### SUPPLIED ENTRIES
%%
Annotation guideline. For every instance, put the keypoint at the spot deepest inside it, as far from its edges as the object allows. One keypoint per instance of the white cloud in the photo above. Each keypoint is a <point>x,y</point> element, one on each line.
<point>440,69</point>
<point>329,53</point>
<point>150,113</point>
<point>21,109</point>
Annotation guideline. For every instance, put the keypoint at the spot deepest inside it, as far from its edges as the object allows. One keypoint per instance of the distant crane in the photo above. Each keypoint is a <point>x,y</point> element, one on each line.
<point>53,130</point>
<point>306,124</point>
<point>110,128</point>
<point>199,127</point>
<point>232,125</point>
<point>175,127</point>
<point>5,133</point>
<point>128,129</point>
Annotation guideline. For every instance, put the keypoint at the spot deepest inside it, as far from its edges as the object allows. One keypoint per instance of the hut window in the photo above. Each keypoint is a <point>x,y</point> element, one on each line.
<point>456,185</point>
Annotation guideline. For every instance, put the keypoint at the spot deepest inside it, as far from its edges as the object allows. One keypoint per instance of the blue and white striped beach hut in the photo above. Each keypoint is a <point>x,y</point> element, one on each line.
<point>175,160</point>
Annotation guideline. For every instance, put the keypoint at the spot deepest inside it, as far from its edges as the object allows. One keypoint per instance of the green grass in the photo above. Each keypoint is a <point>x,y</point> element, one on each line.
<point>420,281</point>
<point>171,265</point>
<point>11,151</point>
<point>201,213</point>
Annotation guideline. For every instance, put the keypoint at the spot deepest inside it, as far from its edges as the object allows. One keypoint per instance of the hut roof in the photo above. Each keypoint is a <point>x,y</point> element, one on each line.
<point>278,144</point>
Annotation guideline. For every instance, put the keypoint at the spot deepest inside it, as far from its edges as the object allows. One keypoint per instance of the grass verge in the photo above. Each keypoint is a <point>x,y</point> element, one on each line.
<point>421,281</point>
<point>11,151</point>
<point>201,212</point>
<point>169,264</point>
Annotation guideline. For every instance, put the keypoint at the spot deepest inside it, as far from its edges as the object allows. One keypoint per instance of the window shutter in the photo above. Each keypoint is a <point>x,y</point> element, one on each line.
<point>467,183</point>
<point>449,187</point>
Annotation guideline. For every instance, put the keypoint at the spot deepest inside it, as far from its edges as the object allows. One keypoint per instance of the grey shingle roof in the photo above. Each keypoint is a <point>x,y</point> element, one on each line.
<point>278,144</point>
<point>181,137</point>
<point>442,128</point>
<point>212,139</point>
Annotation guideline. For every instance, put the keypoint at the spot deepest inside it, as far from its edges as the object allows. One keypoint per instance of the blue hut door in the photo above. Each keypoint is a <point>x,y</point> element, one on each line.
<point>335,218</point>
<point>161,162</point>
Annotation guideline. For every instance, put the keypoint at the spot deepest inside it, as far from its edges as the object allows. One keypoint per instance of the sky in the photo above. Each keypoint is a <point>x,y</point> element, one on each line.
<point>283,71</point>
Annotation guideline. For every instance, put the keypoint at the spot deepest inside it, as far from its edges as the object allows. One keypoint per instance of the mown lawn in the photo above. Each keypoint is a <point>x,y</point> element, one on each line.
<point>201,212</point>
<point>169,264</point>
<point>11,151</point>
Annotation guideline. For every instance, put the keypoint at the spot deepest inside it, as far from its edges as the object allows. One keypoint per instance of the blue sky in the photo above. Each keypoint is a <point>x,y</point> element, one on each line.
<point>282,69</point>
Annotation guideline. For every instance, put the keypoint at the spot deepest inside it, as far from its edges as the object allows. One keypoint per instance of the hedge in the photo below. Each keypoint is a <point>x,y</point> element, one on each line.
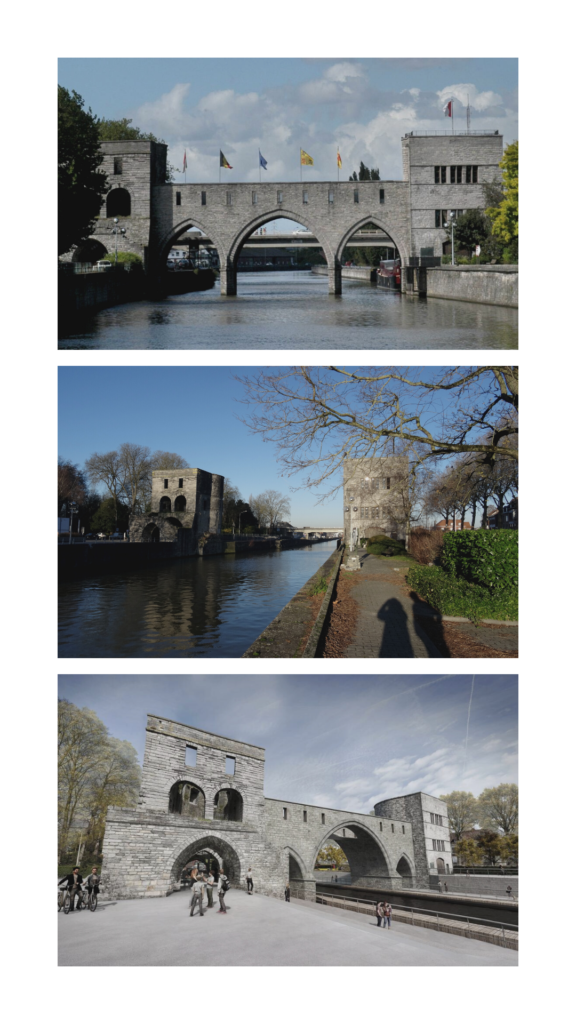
<point>487,557</point>
<point>452,596</point>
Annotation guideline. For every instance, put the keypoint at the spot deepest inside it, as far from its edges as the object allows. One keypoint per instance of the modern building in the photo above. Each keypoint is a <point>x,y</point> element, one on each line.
<point>203,798</point>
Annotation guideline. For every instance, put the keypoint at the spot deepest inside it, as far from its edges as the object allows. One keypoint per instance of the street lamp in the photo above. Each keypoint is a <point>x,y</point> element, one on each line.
<point>450,224</point>
<point>116,231</point>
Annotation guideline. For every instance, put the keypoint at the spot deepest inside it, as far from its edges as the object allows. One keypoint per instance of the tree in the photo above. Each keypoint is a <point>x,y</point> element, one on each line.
<point>462,811</point>
<point>320,416</point>
<point>466,851</point>
<point>81,184</point>
<point>504,216</point>
<point>498,808</point>
<point>366,173</point>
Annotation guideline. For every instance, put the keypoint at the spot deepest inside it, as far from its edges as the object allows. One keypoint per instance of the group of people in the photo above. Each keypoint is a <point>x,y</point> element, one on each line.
<point>75,882</point>
<point>383,914</point>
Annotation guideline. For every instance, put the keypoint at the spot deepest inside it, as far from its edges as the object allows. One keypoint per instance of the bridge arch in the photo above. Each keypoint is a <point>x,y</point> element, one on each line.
<point>373,219</point>
<point>224,853</point>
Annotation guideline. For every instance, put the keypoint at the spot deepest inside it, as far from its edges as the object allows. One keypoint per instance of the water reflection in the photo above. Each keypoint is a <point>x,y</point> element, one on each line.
<point>294,310</point>
<point>207,607</point>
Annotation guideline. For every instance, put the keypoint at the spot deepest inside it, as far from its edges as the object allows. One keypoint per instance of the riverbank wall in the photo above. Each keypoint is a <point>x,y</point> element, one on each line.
<point>495,286</point>
<point>366,273</point>
<point>297,630</point>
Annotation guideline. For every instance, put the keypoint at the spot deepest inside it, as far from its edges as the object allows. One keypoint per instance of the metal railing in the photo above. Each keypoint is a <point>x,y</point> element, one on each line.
<point>325,898</point>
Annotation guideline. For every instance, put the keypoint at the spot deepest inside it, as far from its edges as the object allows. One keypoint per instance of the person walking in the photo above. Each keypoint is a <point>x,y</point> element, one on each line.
<point>197,896</point>
<point>222,888</point>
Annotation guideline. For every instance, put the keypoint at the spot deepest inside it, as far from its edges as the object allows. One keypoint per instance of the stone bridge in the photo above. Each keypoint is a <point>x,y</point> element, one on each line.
<point>443,171</point>
<point>202,797</point>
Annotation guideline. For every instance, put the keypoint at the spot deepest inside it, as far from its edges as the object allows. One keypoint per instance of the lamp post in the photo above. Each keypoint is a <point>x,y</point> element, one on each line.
<point>116,231</point>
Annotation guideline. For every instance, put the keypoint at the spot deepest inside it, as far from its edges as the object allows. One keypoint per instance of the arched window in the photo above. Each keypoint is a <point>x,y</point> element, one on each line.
<point>118,203</point>
<point>188,800</point>
<point>229,806</point>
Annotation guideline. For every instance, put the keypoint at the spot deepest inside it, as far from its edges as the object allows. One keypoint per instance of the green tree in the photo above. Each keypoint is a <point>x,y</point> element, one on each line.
<point>466,851</point>
<point>504,216</point>
<point>366,173</point>
<point>81,184</point>
<point>462,811</point>
<point>498,808</point>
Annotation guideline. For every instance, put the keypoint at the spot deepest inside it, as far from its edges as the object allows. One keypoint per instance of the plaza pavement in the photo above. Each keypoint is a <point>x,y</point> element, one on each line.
<point>257,931</point>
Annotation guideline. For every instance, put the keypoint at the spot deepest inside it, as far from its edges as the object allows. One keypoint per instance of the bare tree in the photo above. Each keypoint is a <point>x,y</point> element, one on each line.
<point>320,416</point>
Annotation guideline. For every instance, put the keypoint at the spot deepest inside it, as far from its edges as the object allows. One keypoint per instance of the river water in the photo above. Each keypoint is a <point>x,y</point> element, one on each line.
<point>293,310</point>
<point>188,607</point>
%%
### ASSIGNMENT
Print every entry above again without changing a word, and omit the pictures.

### THE COMPLETED TASK
Annotation guideline. For every instance, put the keypoint at the spot deepest inside it, as far from its edges as the object allows. One keypoint per instance of the white cloud in the photo above. Each keypoint is a <point>x,y</point> element, one on each line.
<point>440,69</point>
<point>329,53</point>
<point>150,113</point>
<point>21,109</point>
Annotation guideline. For every instance, put the keypoint at the spot deepest inside it, as far from its edges as the object allows. One keypoint per instance of the distant crane in the photo above. Each keypoint is a <point>x,y</point> element, one on each line.
<point>53,130</point>
<point>306,124</point>
<point>110,128</point>
<point>199,127</point>
<point>232,125</point>
<point>175,127</point>
<point>5,133</point>
<point>128,129</point>
Annotation guideline. For every instance, put the keypoint at the spot deepest inside it, as far from its edges as the object allows. One keypoint per instance of the hut window in the photo above. Each keypoint is a <point>x,y</point> element, one on each line.
<point>456,185</point>
Annotation guideline. For every instance, put the keypoint at the spot deepest inside it, as far from its edges as the object allows. One keypoint per instance of the blue and white striped beach hut in the photo above. Each keypoint is a <point>x,y</point> element, one on each line.
<point>175,160</point>
Annotation guideline. For every instance, put the keypoint at the spot deepest inside it, as far from its edges as the object allows. One keypoint per instance of the green grass in the photo above. Each keypoint is a <point>x,y</point> element, one on each line.
<point>420,281</point>
<point>171,265</point>
<point>11,151</point>
<point>201,213</point>
Annotation guideline. For every instance, put the keypoint at the spot deepest inside it, as far from its edges as the object allows. One keypoint per instance of the hut roof in the photo above. Each keypoint is a <point>x,y</point> element, one on each line.
<point>278,144</point>
Annotation guideline. For every instance, put the keypoint at the spot deepest inside it, as far from its edges as the object allows. One keypoint per instance of the grass verge in the photo above. Each keypoint is a <point>x,y</point> element, one on each line.
<point>421,281</point>
<point>11,151</point>
<point>201,212</point>
<point>169,264</point>
Annotation guideline. For every instance, put the keypoint at the spot deepest inside it, as far from its edges as the object allows. One keypoint per instance of the window shutter in the photo above. Each keypoint is a <point>x,y</point> element, one on each line.
<point>467,183</point>
<point>449,187</point>
Annotation guideline. For every instance, put the keypoint at the spot deepest inside it, as far from its edges as the object allows. One keypoint per instance of the grey shingle roof in the photo above. Each keypoint is a <point>x,y</point> element, one on each line.
<point>278,144</point>
<point>181,137</point>
<point>442,128</point>
<point>212,139</point>
Annotation guideline. For every instance, put the keypoint at the spot deepest inside it, as far from its edges as the object allows. One keypoint per instance of the blue hut door in the photo above. Each keypoint is a <point>x,y</point> element, one on each line.
<point>335,218</point>
<point>161,162</point>
Annotation guideline. For every instance, put the keypoint at the spot deepest inside it, as far from its edges as the object allows. One keypoint per instance of the sky in the photo above. Each keypoint is a <point>x,y</point> element, one on each line.
<point>283,71</point>
Annotation guideline. For every instance, put the keypoint at the spot deepest inside it, as far from its edges as the object allows. One keypoint per instance of the mown lawn in the photo above. Each keypoint is a <point>x,y</point> element, one on each line.
<point>201,212</point>
<point>169,264</point>
<point>11,151</point>
Annotation guideline. For every instance, put the keypoint at the spot deepest inside it, as far from its edges as the object allows. One keypoint per instance of the blue sky in the photo above. Each keypoint is a <point>x,y</point> element, one on each line.
<point>282,69</point>
Annotation guideline. For every instance, put the keypoint at the spot deepest inside it, as far from its edges as the object allows. One keypoint per instance of the hedge in the photo below. Each keypoint is a <point>x,y</point> element, one on each line.
<point>487,557</point>
<point>452,596</point>
Annotation guideline. For every instance, put the keypoint at the spot deepest inside it, as far from its edges as the object allows. One keypoint per instance of the modern building in the photo above. Each keypoint is a <point>x,y</point> element, one on each line.
<point>203,798</point>
Annotation guideline. For every instance, put the keypoint at the spot deepest inside it, as far from its edges as the object allows. One keypoint per instance of the street lamp in the photo above. Each keypoint is a <point>x,y</point> element, one on each line.
<point>450,224</point>
<point>116,231</point>
Annotation guideline. For every instance, put the keypoint at the spot deepest inside it, as far from its edges as the object allows. One keypoint per instance of the tree in the photo above. Each keypoint is a <point>x,y</point> element, one on each line.
<point>462,811</point>
<point>320,416</point>
<point>466,851</point>
<point>81,184</point>
<point>504,216</point>
<point>498,808</point>
<point>366,173</point>
Annotation guideline. For every instance, put the keypoint at the spot deepest inside it, as far from its edges as the object allows. One keypoint per instance of the group of people in the photo above. Each keypoint is a <point>x,y</point> element, one on each line.
<point>75,882</point>
<point>383,914</point>
Annotation guideline. For every instance, put the keypoint at the spot deepest inside it, as far from its edges as the object allows. One keypoint per instance of the bridge arch in the photo above. Each keypoint is a <point>x,y</point> element, one on each line.
<point>373,219</point>
<point>224,853</point>
Annotation guideline. For every instance, put the keypoint at the spot deepest inside it, as far from its edges as the object allows. One keypoint per instance of the water reflection in the photo above. Each keypoint is a <point>x,y</point> element, one on each line.
<point>294,310</point>
<point>207,607</point>
Annotation guideline. For every instance, put the keypoint at the spot deepest inside it, as far from its edges as the object allows. One keypoint per instance of the riverbank wall in the photo above. Each keypoint is a <point>x,y</point> element, one on each line.
<point>495,286</point>
<point>366,273</point>
<point>297,630</point>
Annotation guideline. For every instance, put the keypoint at the spot deepest inside it, as far from its edges as the object allows. One keypoint per instance of the metal railing in the photo above. Each keypoint is a <point>x,y</point> element, one on each line.
<point>325,898</point>
Annotation guideline. For every instance, put the keypoint at the spot deepest inside it, as far from its edges as the object allows. One keypoint per instance of the person walking in the photo above. Each keypoint is a <point>x,y</point> element, one on each line.
<point>197,896</point>
<point>222,888</point>
Annotation guideline. For every instance, put the keypoint at the spot deepest inside it, as far from its edges as the object allows. One keypoint per instance of the stone bridge in the photo above. Each keypoint is a <point>x,y</point> element, one on each line.
<point>443,171</point>
<point>202,797</point>
Annotation guideline. For every instance, put the keypoint at the spot deepest inside it, as far from its edges as the object allows. One keypoint per instance of the lamp post in the photo above. Each keypoint is a <point>x,y</point> element, one on each line.
<point>116,231</point>
Annotation guideline. For every instance, put the keypoint at the spot deepest inside it, as far from its edges as the object allows. One keypoint per instance of the arched window in the photo above. Each keypoint is a <point>x,y</point> element, one on each line.
<point>118,203</point>
<point>188,800</point>
<point>229,806</point>
Annotation guideline. For every instance, put the keypoint at the spot deepest inside it, as far from its edges as the object allows. One keypoint per instance of the green tree in the photo above. Each keypoint is a <point>x,y</point> element, one on each line.
<point>466,851</point>
<point>504,216</point>
<point>366,173</point>
<point>81,184</point>
<point>462,811</point>
<point>498,808</point>
Annotation guideline. For every instance, put the keypoint at the spot deepest inside it, as far from its edges as the object allows. One keypoint per instance of the plaza pavement in the photo above. Each keypoint is a <point>x,y</point> element, one on each line.
<point>257,931</point>
Annotation guideline. For every instance, put the keypoint at the spot deepest inside it, as far from its edges as the object allows. One keypoint per instance of the bare tree in the photo above. Each keypoint is a <point>x,y</point> element, one on each line.
<point>320,416</point>
Annotation guideline. For every instance, put the keypoint at the spot deepest inside it, as far from its edges as the object allows. One keypoint per instance of the river water in the photo above. Each keypoint is a <point>x,y</point> element, one on each line.
<point>293,310</point>
<point>188,607</point>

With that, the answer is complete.